Data entries:

□ □ □

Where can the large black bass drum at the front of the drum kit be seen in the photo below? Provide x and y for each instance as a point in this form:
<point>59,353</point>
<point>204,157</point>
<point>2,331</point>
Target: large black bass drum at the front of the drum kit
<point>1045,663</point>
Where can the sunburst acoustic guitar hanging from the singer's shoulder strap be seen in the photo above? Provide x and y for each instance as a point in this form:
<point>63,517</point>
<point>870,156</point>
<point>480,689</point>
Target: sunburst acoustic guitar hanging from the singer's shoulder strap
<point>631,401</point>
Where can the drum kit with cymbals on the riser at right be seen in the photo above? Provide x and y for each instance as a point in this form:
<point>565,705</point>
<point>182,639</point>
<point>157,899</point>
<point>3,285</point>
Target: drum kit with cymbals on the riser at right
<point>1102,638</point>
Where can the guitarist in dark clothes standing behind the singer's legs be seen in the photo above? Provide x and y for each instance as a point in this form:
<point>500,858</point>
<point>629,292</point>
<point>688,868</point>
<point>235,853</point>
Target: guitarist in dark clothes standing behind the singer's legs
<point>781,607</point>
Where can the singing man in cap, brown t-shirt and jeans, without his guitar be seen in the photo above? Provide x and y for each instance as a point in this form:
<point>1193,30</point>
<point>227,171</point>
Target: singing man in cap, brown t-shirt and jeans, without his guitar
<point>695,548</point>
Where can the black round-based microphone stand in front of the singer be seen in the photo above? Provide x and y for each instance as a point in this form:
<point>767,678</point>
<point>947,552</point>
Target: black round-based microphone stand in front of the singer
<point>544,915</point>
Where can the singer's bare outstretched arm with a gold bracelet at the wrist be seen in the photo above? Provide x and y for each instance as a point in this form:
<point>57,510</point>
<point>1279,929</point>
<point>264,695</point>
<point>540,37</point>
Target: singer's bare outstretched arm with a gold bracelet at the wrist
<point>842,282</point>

□ □ □

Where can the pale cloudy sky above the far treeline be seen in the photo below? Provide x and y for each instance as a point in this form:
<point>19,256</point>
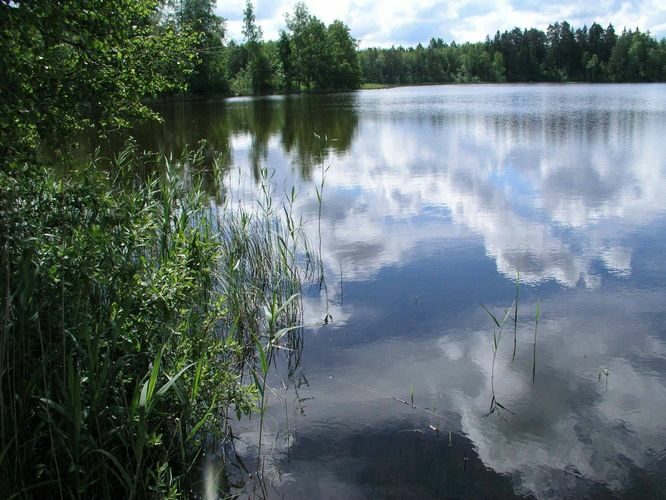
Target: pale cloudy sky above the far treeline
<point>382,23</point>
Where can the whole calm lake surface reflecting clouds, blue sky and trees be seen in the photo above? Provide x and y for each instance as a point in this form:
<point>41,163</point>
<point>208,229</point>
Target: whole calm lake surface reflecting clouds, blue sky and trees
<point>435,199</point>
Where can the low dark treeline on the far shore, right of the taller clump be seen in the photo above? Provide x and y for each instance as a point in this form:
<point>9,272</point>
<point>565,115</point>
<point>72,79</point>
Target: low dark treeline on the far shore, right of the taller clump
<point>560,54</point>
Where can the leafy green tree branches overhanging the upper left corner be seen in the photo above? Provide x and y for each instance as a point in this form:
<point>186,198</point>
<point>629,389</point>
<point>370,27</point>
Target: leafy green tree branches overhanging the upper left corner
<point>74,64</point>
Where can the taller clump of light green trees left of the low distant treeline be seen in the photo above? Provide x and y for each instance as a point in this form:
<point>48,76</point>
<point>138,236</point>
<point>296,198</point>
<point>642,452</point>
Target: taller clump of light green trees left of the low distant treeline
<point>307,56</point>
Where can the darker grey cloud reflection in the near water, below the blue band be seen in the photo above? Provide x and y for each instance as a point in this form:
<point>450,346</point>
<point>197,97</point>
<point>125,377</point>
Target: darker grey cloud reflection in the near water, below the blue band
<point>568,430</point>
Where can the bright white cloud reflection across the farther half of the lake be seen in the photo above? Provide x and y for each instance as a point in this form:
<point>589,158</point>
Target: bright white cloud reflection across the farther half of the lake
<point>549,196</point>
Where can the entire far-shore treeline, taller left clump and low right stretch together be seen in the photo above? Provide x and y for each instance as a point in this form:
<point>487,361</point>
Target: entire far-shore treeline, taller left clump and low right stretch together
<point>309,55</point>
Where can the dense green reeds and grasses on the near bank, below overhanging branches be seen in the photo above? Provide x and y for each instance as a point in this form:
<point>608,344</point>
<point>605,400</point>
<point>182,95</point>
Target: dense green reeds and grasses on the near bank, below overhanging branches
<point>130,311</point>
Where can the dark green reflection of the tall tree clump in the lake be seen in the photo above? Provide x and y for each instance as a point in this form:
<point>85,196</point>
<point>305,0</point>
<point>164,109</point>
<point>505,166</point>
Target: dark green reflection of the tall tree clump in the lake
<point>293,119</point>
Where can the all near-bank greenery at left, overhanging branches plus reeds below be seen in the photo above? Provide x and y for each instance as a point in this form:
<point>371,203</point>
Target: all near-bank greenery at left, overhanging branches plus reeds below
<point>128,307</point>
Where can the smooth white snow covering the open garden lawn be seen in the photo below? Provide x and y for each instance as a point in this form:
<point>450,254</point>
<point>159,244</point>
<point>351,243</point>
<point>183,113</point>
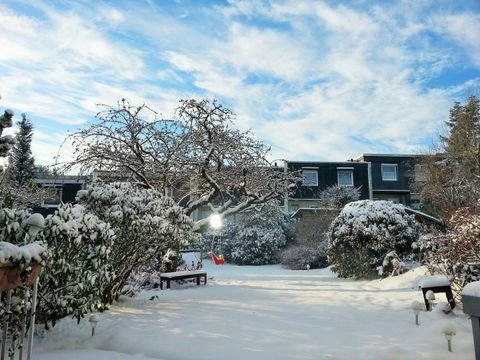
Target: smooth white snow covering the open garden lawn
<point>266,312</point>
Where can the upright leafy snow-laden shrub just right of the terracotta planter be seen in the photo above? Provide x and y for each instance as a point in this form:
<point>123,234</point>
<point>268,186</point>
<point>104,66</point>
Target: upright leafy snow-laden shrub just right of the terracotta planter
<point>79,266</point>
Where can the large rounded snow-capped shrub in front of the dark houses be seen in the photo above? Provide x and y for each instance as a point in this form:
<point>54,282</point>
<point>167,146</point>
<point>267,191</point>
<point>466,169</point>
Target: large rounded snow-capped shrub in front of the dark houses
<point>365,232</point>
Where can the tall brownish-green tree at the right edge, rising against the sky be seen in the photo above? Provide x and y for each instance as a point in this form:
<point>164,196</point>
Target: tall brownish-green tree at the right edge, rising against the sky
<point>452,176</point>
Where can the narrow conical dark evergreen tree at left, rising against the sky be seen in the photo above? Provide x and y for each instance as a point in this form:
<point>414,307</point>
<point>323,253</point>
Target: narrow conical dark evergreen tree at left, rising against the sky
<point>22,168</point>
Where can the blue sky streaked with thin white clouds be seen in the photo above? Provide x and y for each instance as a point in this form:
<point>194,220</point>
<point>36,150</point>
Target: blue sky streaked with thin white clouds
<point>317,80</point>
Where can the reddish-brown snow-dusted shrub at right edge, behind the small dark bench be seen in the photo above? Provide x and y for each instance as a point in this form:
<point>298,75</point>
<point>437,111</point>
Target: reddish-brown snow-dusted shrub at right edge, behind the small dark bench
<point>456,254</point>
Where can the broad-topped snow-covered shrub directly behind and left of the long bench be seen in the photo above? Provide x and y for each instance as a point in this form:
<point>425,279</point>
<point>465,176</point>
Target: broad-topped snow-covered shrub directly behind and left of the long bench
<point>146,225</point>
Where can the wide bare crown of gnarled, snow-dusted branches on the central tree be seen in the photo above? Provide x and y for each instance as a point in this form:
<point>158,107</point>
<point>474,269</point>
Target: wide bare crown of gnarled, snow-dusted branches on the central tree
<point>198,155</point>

□ □ □

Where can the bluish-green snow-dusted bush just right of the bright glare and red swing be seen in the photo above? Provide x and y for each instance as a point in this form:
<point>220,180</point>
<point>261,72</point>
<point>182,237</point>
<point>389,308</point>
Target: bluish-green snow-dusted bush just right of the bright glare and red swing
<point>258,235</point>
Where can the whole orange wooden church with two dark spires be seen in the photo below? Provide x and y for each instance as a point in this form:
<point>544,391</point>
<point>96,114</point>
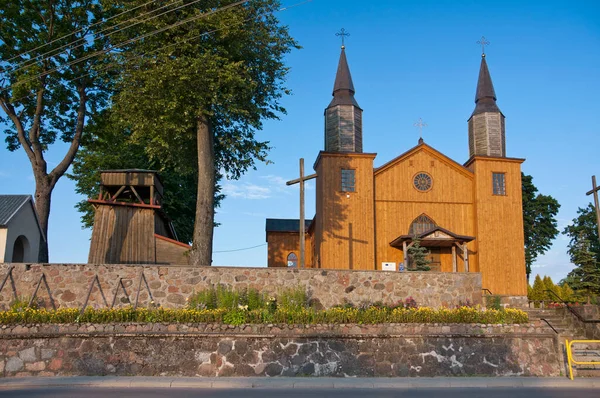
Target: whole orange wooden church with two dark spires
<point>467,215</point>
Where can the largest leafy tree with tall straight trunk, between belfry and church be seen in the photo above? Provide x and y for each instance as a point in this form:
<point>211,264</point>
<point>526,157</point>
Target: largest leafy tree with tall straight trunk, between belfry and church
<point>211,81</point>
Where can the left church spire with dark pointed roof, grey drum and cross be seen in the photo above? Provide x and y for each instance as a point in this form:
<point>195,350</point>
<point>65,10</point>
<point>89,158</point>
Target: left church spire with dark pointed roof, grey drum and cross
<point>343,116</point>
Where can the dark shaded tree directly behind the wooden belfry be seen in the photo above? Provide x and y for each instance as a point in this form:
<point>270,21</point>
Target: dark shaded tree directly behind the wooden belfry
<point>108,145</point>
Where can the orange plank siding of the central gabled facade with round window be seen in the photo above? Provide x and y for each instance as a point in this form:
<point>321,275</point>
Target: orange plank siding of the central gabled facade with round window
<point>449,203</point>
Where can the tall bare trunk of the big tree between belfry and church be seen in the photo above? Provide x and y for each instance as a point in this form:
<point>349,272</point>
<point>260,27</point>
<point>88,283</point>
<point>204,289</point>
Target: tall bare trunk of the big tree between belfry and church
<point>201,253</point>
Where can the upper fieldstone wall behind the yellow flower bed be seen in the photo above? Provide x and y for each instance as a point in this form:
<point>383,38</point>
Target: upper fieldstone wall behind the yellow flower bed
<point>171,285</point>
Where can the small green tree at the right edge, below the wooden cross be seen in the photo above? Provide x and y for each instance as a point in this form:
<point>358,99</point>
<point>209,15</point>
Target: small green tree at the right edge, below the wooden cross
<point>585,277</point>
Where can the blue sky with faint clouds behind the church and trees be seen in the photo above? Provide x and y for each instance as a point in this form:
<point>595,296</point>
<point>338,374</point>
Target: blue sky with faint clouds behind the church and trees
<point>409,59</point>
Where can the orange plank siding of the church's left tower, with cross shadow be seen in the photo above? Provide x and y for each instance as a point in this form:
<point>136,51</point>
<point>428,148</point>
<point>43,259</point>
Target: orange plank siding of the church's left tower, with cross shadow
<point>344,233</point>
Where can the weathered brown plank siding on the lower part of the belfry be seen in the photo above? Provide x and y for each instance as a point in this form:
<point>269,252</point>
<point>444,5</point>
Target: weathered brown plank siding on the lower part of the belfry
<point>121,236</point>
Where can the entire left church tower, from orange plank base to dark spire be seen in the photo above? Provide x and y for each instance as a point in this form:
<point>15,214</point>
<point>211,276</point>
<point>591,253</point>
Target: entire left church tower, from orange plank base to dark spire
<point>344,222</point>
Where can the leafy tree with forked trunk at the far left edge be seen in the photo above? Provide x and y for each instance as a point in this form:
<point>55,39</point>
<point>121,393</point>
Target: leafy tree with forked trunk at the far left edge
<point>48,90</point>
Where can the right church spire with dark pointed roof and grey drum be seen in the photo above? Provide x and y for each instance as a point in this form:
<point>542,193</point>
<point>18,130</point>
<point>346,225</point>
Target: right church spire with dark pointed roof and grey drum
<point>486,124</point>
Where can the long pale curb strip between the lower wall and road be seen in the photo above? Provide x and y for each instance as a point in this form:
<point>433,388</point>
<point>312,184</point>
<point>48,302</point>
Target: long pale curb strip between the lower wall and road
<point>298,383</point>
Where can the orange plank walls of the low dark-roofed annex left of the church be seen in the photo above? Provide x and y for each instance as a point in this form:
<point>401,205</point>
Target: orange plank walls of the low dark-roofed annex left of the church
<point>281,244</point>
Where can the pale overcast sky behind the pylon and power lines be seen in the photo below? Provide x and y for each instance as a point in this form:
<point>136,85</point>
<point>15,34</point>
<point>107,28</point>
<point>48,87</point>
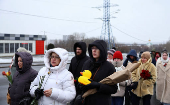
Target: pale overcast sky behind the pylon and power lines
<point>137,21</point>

□ □ □

— TRY IT —
When you reach the line containing "Where can the black" in the data above, start copying exactly, and stop after the line containing "<point>264,695</point>".

— WORKED SOLUTION —
Where can the black round-based microphone stand in front of the singer be seen in the photo above? Provide x and y for each instance as a point in this form:
<point>767,678</point>
<point>947,552</point>
Target: black round-based microphone stand in front of the singer
<point>544,915</point>
Where can the singer's bare outstretched arm with a gold bracelet at the wrist be seen in the photo above? Provide x and y for each instance as a point in this form:
<point>57,510</point>
<point>1279,929</point>
<point>264,695</point>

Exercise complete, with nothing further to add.